* _Document source_:
#####

L’appel interjeté par l’appelant à l’encontre de la décision prise à son égard relativement à la Prestation fiscale pour enfants pour les années de base 2004 et 2005 est accueilli, et l’affaire est renvoyée au ministre du Revenu national pour qu’il procède à un nouvel examen et établisse de  nouvelles cotisations en tenant compte du fait que l’appelant avait le droit de recevoir la Prestation fiscale pour enfants jusqu’au moment où sa fille a atteint l’âge de 18 ans.

 

          L’appelant a droit aux dépens.

 

 

          Signé à Vancouver (Colombie‑Britannique), ce 16e jour de janvier 2009.

 

 

 

« J. Woods »

Juge Woods

 

 

 

 

Traduction certifiée conforme

ce 30e jour de janvier 2009.

 

 

Alya Kaddour‑Lord, traductrice

 


 

 

Référence : 2009CCI38

Date : 20090116

Dossier : 2008-413(IT)I

 

 

ENTRE :

CAMILLE BOUCHARD,

appelant,

et

 

SA MAJESTÉ LA REINE,

intimée.

 

[TRADUCTION FRANÇAISE OFFICIELLE]

 

 

MOTIFS DU JUGEMENT

 

(Rendus oralement à l’audience le 16 janvier 2009.)

 

La juge Woods

 

[1]     Voici les motifs du jugement rendus oralement dans la cause opposant Camille Bouchard à Sa Majesté la Reine.

 

[2]     En l’espèce, la question à trancher est de savoir si M. Bouchard avait le droit de recevoir la Prestation fiscale pour enfants pendant la période où il était en prison. La période en cause s’étend du 1er octobre 2005 au 7 avril 2007, date à laquelle la fille de M. Bouchard a atteint l’âge de 18 ans.

 

[3]     Dans sa réponse à l’avis d’appel, le ministre du Revenu national (le « ministre »), pour justifier son refus d’accorder la prestation à l’appelant, a invoqué le fait que M. Bouchard ne résidait pas avec sa fille pendant la période de son incarcération. Je me limiterai à analyser cette question, en tenant pour acquis que les autres exigences de la loi ont été remplies.

#####

* _Extrait de données_:
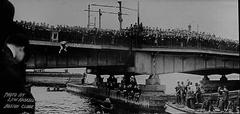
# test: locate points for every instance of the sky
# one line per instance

#####

Poursuivez le jugement relatif à la Prestation fiscale pour enfants à partir de sa dernière phrase.

* _Résultat final_:
 

[4]     Pendant plusieurs années avant son emprisonnement, M. Bouchard s’est occupé de sa fille à titre de chef de famille monoparentale. Juste avant son incarcération, ils vivaient dans un appartement comprenant deux chambres à coucher à Nanaimo, en Colombie‑Britannique.

 

[5]     En septembre 2005, M. Bouchard a été incarcéré dans une prison fédérale, où il a passé 20 mois. Au moment de son emprisonnement, sa fille était âgée de 17 ans.

 

[6]     Sa fille a continué de résider dans l’appartement de Nanaimo pendant deux mois environ après l’incarcération de son père. Elle a ensuite quitté l’appartement pour emménager chez une famille qu’elle connaissait. Pendant que M. Bouchard était en prison, sa fille a vécu avec trois familles différentes.

 

[7]     Pendant tout ce temps, M. Bouchard a maintenu un contact régulier tant avec sa fille qu’avec les familles chez qui elle habitait. Il a aussi envoyé de l’argent pour payer un loyer aux familles et régler les autres dépenses de sa fille. Je dois toutefois souligner que les trois premiers mois de l’incarcération de M. Bouchard font exception; à cette époque, il lui a été difficile d’entrer en contact avec sa fille.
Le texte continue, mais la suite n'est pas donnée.